- Required work: List each line in the records below that contains the word "building", copying every such line in full. Only matches with the same capitalization count.

- Named-object pointing records:
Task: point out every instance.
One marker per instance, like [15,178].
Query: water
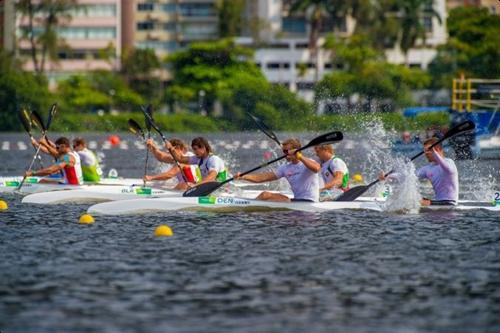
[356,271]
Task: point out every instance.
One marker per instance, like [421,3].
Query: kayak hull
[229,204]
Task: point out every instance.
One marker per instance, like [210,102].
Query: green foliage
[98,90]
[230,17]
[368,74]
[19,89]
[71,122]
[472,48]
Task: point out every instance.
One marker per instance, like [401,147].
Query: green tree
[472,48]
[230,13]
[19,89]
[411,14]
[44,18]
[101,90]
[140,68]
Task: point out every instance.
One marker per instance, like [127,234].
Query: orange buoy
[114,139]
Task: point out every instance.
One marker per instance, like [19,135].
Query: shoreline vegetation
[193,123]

==

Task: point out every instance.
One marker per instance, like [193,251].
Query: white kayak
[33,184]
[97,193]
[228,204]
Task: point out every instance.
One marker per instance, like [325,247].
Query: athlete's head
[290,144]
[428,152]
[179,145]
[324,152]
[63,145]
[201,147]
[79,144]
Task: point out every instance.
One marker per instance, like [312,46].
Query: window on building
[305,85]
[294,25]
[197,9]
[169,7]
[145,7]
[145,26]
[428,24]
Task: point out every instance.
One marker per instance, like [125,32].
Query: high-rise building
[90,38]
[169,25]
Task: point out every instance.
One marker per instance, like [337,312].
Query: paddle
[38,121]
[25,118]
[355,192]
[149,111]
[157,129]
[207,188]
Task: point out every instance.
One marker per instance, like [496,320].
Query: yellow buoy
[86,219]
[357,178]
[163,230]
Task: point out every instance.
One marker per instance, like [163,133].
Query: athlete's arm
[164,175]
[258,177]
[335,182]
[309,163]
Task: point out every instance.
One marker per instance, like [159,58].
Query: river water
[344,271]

==

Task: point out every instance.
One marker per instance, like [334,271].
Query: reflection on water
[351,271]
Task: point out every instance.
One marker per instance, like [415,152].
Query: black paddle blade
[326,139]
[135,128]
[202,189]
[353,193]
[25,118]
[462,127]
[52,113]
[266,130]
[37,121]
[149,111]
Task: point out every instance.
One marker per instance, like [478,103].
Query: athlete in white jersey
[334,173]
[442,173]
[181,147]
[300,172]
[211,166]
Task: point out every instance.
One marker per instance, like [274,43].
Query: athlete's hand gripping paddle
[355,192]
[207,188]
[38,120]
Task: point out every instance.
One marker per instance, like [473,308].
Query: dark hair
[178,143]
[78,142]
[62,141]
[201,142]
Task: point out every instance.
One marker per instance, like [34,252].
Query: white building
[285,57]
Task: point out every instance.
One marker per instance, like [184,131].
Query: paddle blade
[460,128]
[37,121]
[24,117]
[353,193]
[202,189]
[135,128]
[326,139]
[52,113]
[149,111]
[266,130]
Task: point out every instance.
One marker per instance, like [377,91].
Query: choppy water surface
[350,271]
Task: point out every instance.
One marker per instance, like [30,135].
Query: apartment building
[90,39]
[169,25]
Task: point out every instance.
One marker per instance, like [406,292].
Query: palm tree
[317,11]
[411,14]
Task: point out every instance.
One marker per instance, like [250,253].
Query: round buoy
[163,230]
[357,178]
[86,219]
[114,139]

- Full output:
Query: window on building
Query: high-rise building
Query: white building
Query: apartment building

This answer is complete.